PAGE:
No. Not Benghazi!!!! [I believe we have attained the four exclamation point threshold].
The French Revolution.
The class structure:
The nobles (first estate)
The clergy (second estate)
Everyone else (third estate)
The first 2 estates were largely tax exempt.
The economy was in tatters
-Unpaid for wars.
-Taxes went into the nobles coffers rather than to the State.
-Rampant corruption in the system.
-The banks refused to lend money to the State since the Moody's of the day had removed the triple A rating and reduced it to C.
-The peasantry were fed up with cake and rather more fed up of paying for the lavish lifestyles of the top two estates.
To try and solve the problem of a bankrupt treasury they decided to raise taxes; but on only one of the estates, can you guess which one?
You got it in one.
The third estate.
The rest as they say is history, and it got fairly messy.
I wonder if there are any parallels in our current plutocratic capitalist system?
Hmmm.
The Internal Revenue Service today released a new report showing that in 2010, as the nation’s stock markets recovered, the richest Americans saw their share of all national income rise and their effective federal income tax rate fall.

PROVIDED RECORDS:
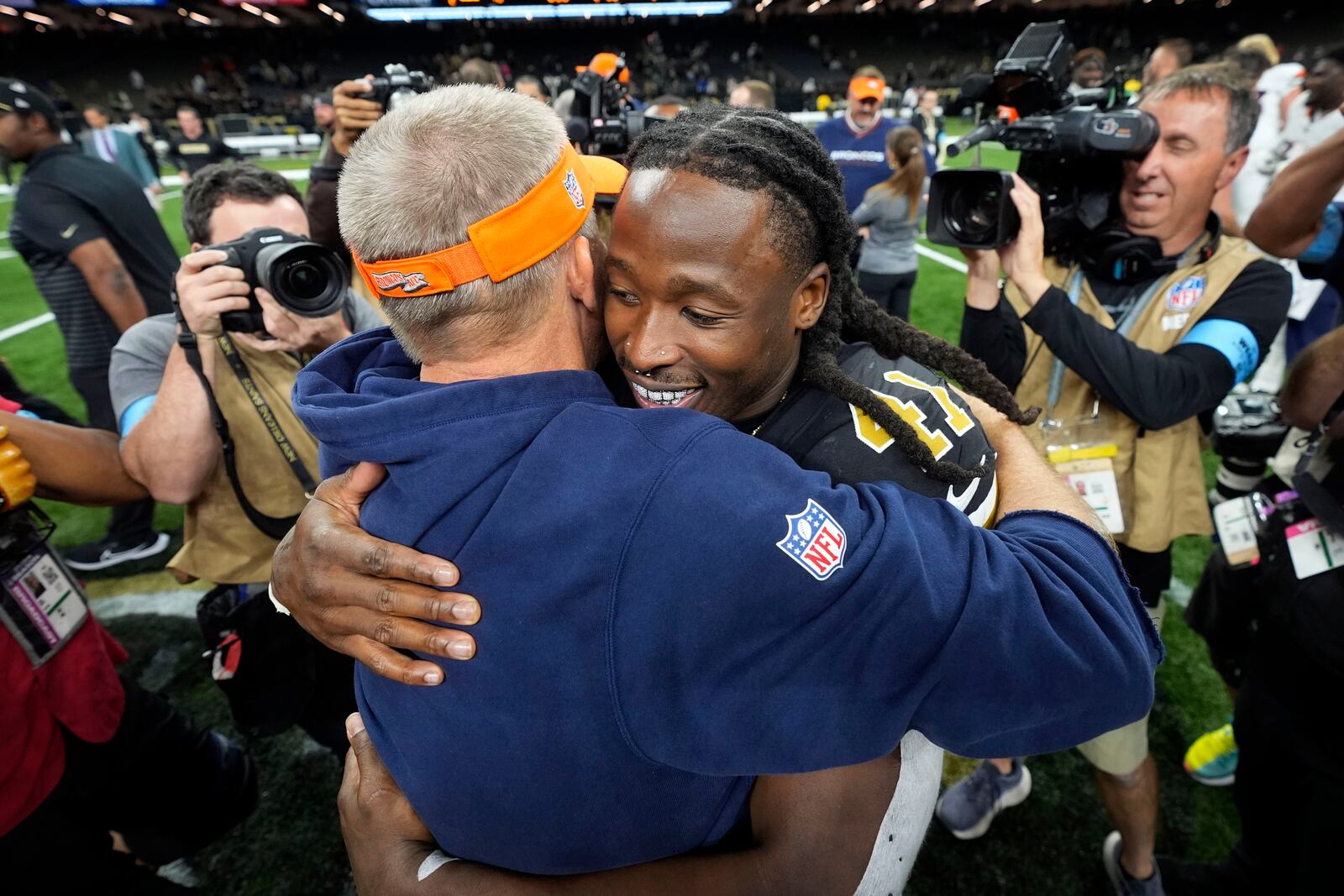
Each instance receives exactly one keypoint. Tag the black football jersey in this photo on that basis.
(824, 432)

--

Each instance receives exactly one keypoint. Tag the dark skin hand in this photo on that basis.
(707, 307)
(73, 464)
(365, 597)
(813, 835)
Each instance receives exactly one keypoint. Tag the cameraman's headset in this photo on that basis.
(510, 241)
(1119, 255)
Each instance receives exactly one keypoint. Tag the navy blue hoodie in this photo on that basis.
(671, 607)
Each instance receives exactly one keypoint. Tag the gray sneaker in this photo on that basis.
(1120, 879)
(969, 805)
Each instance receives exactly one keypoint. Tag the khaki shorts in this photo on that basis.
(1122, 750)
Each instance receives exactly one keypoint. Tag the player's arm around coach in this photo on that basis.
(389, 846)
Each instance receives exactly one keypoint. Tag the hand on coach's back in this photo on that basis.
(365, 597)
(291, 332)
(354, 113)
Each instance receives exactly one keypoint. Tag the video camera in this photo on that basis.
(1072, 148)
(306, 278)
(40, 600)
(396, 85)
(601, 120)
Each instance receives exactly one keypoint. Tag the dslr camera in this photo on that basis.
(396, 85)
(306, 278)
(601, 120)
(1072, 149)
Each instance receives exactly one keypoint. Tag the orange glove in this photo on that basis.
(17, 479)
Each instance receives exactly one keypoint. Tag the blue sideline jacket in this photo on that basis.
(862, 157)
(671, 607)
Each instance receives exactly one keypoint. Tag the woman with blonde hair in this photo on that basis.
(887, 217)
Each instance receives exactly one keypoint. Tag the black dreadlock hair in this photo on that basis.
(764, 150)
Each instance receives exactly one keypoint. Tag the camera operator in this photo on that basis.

==

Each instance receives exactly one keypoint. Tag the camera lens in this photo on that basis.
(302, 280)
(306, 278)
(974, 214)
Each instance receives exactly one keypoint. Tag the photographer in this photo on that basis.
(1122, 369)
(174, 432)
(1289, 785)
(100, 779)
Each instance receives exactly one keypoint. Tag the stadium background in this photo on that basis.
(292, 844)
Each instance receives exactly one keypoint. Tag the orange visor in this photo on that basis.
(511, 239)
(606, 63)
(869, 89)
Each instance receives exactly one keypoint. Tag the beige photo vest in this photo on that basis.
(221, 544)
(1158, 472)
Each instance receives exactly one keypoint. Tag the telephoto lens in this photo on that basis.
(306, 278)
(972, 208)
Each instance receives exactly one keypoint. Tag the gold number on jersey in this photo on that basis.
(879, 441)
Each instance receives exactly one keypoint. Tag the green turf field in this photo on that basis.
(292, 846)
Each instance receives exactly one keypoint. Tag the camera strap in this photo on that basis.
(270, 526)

REQUIRED TASKS:
1) Extract the stretch of the French Revolution post from "The clergy (second" through "to the State.", word for word.
2) List each estate named in the French Revolution post, along with the group that makes it up.
The lines come from a different source than the French Revolution post.

SOLUTIONS TO THE EXERCISE:
1)
The clergy (second estate)
Everyone else (third estate)
The first 2 estates were largely tax exempt.
The economy was in tatters
-Unpaid for wars.
-Taxes went into the nobles coffers rather than to the State.

2)
- First estate: the nobles
- Second estate: the clergy
- Third estate: everyone else